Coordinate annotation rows
# # # # # # #
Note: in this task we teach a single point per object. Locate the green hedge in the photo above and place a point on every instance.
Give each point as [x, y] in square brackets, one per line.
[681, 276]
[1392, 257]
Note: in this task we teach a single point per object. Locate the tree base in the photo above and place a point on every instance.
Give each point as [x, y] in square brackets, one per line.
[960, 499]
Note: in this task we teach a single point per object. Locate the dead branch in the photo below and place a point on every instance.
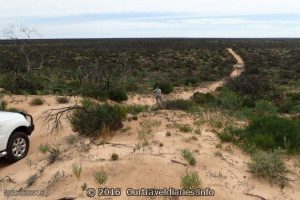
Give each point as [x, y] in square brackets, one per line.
[178, 162]
[254, 195]
[53, 118]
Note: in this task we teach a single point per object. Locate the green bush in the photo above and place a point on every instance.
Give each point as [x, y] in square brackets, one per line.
[188, 156]
[263, 107]
[266, 133]
[37, 101]
[228, 99]
[136, 109]
[179, 104]
[62, 100]
[92, 119]
[117, 95]
[23, 83]
[190, 181]
[165, 87]
[269, 166]
[201, 98]
[3, 104]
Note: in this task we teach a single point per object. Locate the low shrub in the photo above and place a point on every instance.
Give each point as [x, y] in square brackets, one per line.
[114, 157]
[263, 107]
[117, 95]
[185, 128]
[93, 118]
[228, 99]
[100, 176]
[12, 109]
[37, 101]
[269, 166]
[201, 98]
[166, 87]
[62, 100]
[76, 169]
[3, 104]
[266, 133]
[179, 104]
[54, 154]
[191, 180]
[20, 83]
[136, 109]
[188, 156]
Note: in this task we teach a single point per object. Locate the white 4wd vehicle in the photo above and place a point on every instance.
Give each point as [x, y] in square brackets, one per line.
[14, 131]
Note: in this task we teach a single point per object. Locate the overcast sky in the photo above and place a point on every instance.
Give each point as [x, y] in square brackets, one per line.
[153, 18]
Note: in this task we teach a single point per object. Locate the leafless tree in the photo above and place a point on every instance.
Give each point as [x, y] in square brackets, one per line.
[22, 38]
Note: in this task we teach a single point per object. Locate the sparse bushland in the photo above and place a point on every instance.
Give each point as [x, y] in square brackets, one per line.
[71, 139]
[166, 87]
[185, 128]
[62, 100]
[188, 156]
[180, 104]
[22, 83]
[168, 134]
[203, 99]
[3, 104]
[76, 169]
[136, 109]
[117, 95]
[93, 118]
[270, 166]
[100, 176]
[266, 133]
[36, 101]
[191, 180]
[114, 157]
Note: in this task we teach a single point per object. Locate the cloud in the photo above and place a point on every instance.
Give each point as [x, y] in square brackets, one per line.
[154, 18]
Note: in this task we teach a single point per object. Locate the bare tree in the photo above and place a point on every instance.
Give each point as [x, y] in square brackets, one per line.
[22, 38]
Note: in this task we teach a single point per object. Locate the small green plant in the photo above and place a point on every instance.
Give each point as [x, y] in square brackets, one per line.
[117, 95]
[188, 156]
[269, 166]
[3, 104]
[191, 180]
[71, 139]
[62, 100]
[136, 109]
[31, 180]
[180, 104]
[168, 134]
[100, 176]
[201, 98]
[114, 157]
[77, 169]
[12, 109]
[29, 162]
[94, 119]
[83, 187]
[37, 101]
[54, 154]
[165, 87]
[185, 128]
[44, 148]
[266, 133]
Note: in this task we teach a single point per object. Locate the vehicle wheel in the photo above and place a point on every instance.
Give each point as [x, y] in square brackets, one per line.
[17, 146]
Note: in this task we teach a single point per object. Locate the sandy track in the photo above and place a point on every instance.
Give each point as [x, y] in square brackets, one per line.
[223, 169]
[238, 69]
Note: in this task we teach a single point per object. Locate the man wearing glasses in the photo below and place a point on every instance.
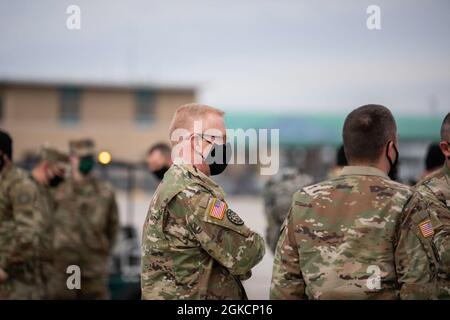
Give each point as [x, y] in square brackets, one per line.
[194, 246]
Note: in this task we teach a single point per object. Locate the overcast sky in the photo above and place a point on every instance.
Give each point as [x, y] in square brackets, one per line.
[280, 56]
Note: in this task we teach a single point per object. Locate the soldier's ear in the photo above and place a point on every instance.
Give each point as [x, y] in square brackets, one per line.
[445, 148]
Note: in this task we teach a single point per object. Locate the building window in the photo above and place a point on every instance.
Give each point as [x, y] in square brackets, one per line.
[69, 107]
[145, 107]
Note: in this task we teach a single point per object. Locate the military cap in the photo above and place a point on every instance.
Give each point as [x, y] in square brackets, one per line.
[82, 147]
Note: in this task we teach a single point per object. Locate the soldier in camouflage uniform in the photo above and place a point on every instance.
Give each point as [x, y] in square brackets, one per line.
[359, 235]
[193, 245]
[48, 173]
[277, 194]
[87, 223]
[21, 218]
[436, 187]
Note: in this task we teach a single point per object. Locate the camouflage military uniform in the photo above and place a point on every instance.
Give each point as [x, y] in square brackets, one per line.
[343, 234]
[436, 187]
[87, 223]
[277, 194]
[46, 252]
[193, 245]
[21, 220]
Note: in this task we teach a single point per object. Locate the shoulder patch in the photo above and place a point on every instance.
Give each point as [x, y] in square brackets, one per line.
[426, 228]
[218, 209]
[23, 198]
[234, 218]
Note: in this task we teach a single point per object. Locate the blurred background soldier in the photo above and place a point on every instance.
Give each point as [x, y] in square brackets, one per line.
[436, 186]
[48, 173]
[277, 194]
[87, 223]
[342, 237]
[159, 159]
[434, 159]
[21, 214]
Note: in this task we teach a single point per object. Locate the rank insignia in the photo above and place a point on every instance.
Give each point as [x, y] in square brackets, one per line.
[426, 228]
[234, 218]
[218, 209]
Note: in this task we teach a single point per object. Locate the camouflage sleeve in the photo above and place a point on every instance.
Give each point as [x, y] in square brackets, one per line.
[222, 234]
[287, 279]
[414, 257]
[20, 243]
[112, 229]
[440, 218]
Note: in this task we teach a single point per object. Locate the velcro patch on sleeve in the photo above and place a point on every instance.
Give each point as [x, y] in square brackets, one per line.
[218, 209]
[426, 228]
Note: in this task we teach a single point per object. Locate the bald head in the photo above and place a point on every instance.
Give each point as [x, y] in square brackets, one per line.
[367, 130]
[187, 114]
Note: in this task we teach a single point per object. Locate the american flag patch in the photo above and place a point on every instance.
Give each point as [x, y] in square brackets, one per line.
[426, 228]
[218, 209]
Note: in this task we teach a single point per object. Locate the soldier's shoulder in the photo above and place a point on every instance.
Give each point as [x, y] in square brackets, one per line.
[180, 183]
[399, 187]
[432, 178]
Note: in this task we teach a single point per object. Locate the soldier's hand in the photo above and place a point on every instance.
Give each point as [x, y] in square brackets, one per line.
[3, 275]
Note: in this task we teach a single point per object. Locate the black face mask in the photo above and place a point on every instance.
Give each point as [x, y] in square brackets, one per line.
[159, 174]
[86, 165]
[221, 152]
[393, 171]
[55, 181]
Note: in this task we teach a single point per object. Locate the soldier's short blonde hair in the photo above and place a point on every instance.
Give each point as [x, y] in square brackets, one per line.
[185, 116]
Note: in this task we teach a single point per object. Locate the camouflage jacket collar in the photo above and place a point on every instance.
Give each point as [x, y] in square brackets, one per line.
[203, 177]
[363, 171]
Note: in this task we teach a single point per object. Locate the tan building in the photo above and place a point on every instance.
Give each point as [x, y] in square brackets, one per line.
[122, 119]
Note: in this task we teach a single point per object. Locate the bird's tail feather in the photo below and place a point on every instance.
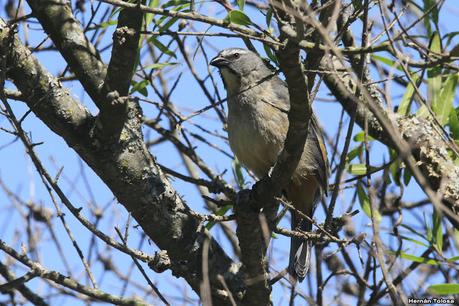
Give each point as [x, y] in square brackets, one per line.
[300, 254]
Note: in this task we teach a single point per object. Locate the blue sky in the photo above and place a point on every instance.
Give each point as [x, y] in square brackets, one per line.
[18, 173]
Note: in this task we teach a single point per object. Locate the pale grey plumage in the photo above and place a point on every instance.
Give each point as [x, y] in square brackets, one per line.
[258, 104]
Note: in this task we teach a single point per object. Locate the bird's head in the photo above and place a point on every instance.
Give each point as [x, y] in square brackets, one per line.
[238, 66]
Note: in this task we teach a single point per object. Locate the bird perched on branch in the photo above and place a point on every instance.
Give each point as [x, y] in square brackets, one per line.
[258, 104]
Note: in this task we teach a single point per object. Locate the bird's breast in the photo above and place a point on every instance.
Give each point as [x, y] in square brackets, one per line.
[256, 132]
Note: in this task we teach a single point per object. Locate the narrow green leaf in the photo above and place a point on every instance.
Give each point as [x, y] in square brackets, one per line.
[443, 289]
[453, 259]
[237, 173]
[108, 23]
[241, 4]
[238, 17]
[404, 107]
[168, 24]
[419, 259]
[156, 66]
[161, 47]
[407, 176]
[354, 153]
[454, 123]
[269, 16]
[140, 87]
[360, 137]
[270, 53]
[365, 203]
[174, 3]
[149, 16]
[415, 232]
[444, 104]
[220, 212]
[434, 74]
[437, 231]
[357, 169]
[387, 61]
[412, 240]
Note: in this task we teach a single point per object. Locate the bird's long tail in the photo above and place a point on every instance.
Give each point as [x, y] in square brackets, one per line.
[300, 251]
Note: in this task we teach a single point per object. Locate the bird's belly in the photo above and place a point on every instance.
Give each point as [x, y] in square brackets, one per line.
[253, 147]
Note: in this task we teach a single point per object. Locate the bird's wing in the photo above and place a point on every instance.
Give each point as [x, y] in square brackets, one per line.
[321, 169]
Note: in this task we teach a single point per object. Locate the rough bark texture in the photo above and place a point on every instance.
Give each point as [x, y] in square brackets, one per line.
[125, 165]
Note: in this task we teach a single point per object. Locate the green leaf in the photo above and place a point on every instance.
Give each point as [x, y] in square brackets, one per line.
[241, 4]
[237, 173]
[404, 107]
[412, 240]
[415, 232]
[149, 16]
[443, 289]
[238, 17]
[419, 259]
[430, 5]
[407, 175]
[434, 74]
[395, 167]
[454, 123]
[357, 169]
[174, 3]
[360, 137]
[365, 203]
[161, 47]
[453, 259]
[156, 66]
[437, 231]
[444, 104]
[140, 87]
[269, 16]
[270, 53]
[220, 212]
[108, 23]
[354, 153]
[387, 61]
[168, 24]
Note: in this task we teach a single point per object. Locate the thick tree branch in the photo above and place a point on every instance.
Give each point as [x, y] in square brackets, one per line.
[427, 144]
[120, 70]
[127, 168]
[57, 20]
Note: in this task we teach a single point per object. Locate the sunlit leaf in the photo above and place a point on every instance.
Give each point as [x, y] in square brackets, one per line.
[387, 61]
[444, 104]
[360, 137]
[237, 173]
[220, 212]
[156, 66]
[407, 175]
[405, 103]
[443, 289]
[454, 123]
[161, 47]
[241, 4]
[434, 74]
[238, 17]
[419, 259]
[357, 169]
[365, 203]
[354, 153]
[437, 231]
[140, 87]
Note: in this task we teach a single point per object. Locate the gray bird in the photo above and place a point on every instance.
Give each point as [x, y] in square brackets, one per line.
[258, 104]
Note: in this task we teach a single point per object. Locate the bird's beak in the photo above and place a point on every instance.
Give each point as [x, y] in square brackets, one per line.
[219, 61]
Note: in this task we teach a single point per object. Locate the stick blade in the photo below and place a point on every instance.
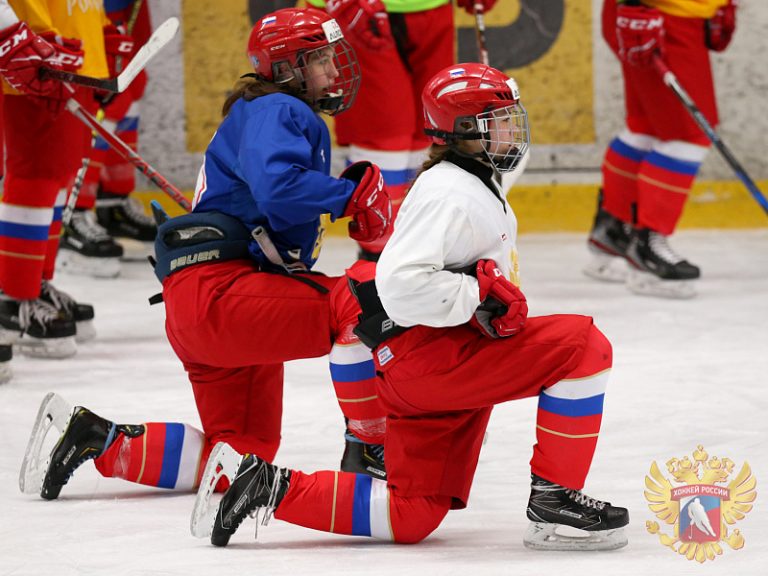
# # # # # # #
Given request
Collect every line in the rows above that contains the string "sleeve", matching case exactly.

The answer
Note: in this task we teach a single point per object. Locate the camouflage sleeve in the photo above and place a point on every instance.
Note: in this task we teach a single point per object. Locate the velcro patch on sleeve in the photo above and place a point on every instance.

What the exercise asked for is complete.